Internet Shakespeare Editions


Shakespeare and the Bible

(Shakespeare and the Bible in a single page? Well, here goes.)

The language*, symbolism*, and content of the Bible infuse all writing in the period, Shakespeare's no less. There is a whole school of criticism* that tries to show that the plays are deeply, even primarily, structured by theological concepts.

In this context, Hamlet is shown to be divided not only between thought and action, but between Old and New Testament teachings on justice and revenge: the Ghost expects life for life, eye for eye (Exodus 21:23), whereas Christian teaching starts with Saint Luke, "But I say unto you which hear, love your enemies, do good to them which hate you . . . and unto him that smiteth thee on the one cheek, offer also the other" (Luke 6: 27), and Saint Paul, "Vengeance is mine; I will repay, saith the Lord" (Romans 12: 19). Humans* were to be patient; it was for God to exact vengeance.

Justice and mercy

These same passages urge that humans exercise mercy when judging one another. That Shakespeare was acutely aware of them is shown by the fact that the title of the one play that is taken from the Bible, Measure for Measure, is taken from the same chapter of Luke that is quoted above:

Be ye therefore merciful, as your Father also is merciful. Judge not, and ye shall not be judged; condemn not, and ye shall not be condemned; forgive and ye shall be forgiven . . . for with the same measure that ye mete withal, it shall be measured to you again. (Luke 6: 36-38)

The Old Testament has a passage on mercy that is echoed by Portia. Her famous speech on the quality of mercy that "droppeth as the gentle rain from heaven" (4.1.182-200) closely follows Ecclesiasticus 25:19 ("O how faire a thyng is mercy in the tyme of anguish and trouble: it is like a cloud of rayne that commeth in the tyme of drought").


  1. Biblical language

    Look, Th'unfolding star calls up the shepherd. Put not yourself into amazement how these things should be; all difficulties are but easy when they are known.

    (Measure for Measure, 4.2.207-10)

  2. Theological Shakespeare

    A notable example of this approach is Roy W. Battenhouse's Shakespearian Tragedy: Its Art and Christian Premises (Bloomington: Indiana University Press, 1969).

  3. Supernatural confusion

    Even the Ghost is confused. He enjoins Hamlet to "Revenge his foul and most unnatural murder," but for Gertrude, he says "Leave her to Heaven" (1.5.25, 86). No wonder Hamlet leaves Claudius alone when he has the chance to kill him--as he is praying.

-*-*-

## Assigned task 1
Output the stretch from "Be ye therefore" through "for Measure, 4.2.207-10)" in the page on Shakespeare and the Bible, copied word for word.
## Assigned task 2
Put this sentence from the page on Shakespeare and the Bible into Spanish: "These same passages urge that humans exercise mercy when judging one another."
## Assigned task 3
Answer these questions using the page on Shakespeare and the Bible:
(a) Which play has a title taken from the Bible?
(b) Which book and verse does Portia's speech on mercy closely follow?
(c) What does the Ghost say about Gertrude?

-*-*-

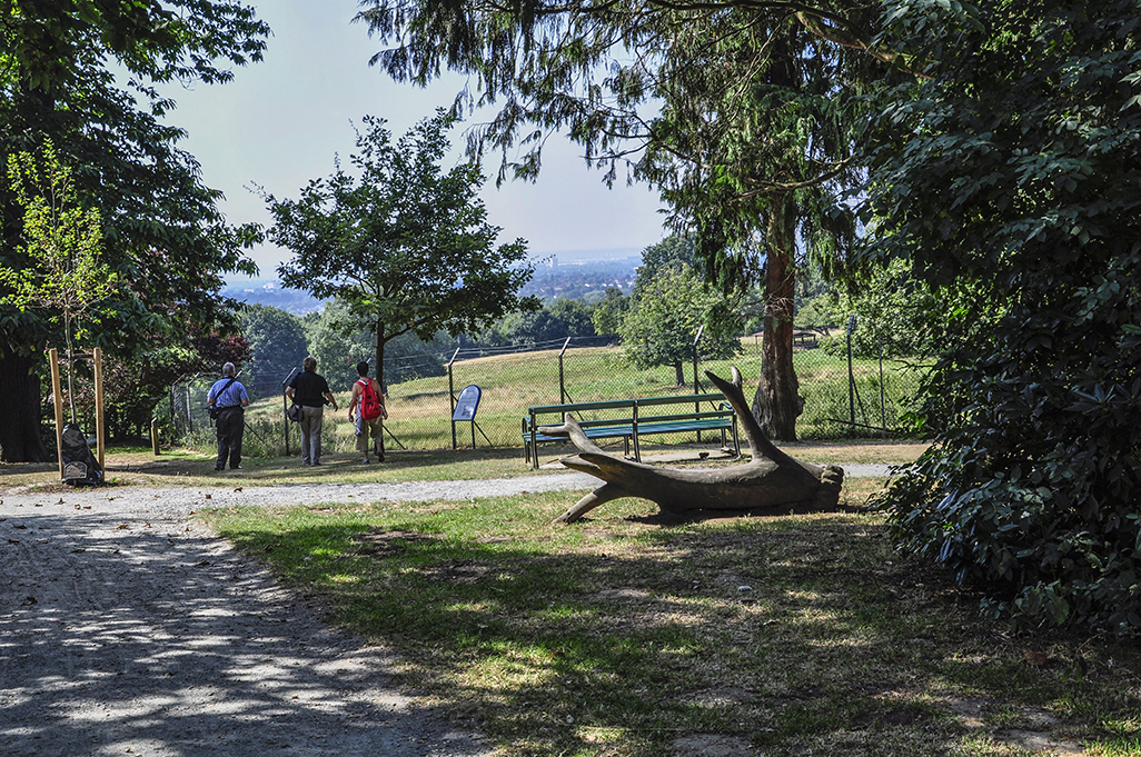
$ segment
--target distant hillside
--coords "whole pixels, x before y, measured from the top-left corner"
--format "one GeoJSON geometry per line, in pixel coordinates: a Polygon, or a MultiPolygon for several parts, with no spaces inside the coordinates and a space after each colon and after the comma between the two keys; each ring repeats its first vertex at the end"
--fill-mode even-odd
{"type": "Polygon", "coordinates": [[[281,282],[250,280],[241,284],[230,284],[221,293],[225,296],[234,298],[240,302],[249,304],[267,304],[280,308],[294,316],[304,316],[314,310],[321,310],[322,303],[307,292],[286,290],[281,282]]]}
{"type": "Polygon", "coordinates": [[[523,294],[534,294],[544,300],[568,298],[594,302],[610,287],[630,294],[641,258],[622,260],[592,260],[564,263],[552,258],[550,263],[535,268],[535,276],[523,287],[523,294]]]}
{"type": "MultiPolygon", "coordinates": [[[[601,299],[609,287],[622,290],[630,294],[634,285],[634,276],[641,258],[623,260],[591,260],[584,262],[561,263],[552,258],[548,263],[535,268],[535,276],[523,288],[524,295],[534,294],[544,300],[569,298],[593,303],[601,299]]],[[[267,304],[281,308],[294,316],[321,310],[322,302],[305,292],[286,290],[281,282],[251,279],[233,283],[221,293],[240,302],[267,304]]]]}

-*-*-

## Exercise response 1
Be ye therefore merciful, as your Father also is merciful. Judge not, and ye shall not be judged; condemn not, and ye shall not be condemned; forgive and ye shall be forgiven . . . for with the same measure that ye mete withal, it shall be measured to you again. (Luke 6: 36-38)

The Old Testament has a passage on mercy that is echoed by Portia. Her famous speech on the quality of mercy that "droppeth as the gentle rain from heaven" (4.1.182-200) closely follows Ecclesiasticus 25:19 ("O how faire a thyng is mercy in the tyme of anguish and trouble: it is like a cloud of rayne that commeth in the tyme of drought").


  1. Biblical language

    Look, Th'unfolding star calls up the shepherd. Put not yourself into amazement how these things should be; all difficulties are but easy when they are known.

    (Measure for Measure, 4.2.207-10)

## Exercise response 2
Estos mismos pasajes instan a que los seres humanos ejerzan la misericordia al juzgarse unos a otros.

## Exercise response 3
(a) Measure for Measure
(b) Ecclesiasticus 25:19
(c) "Leave her to Heaven"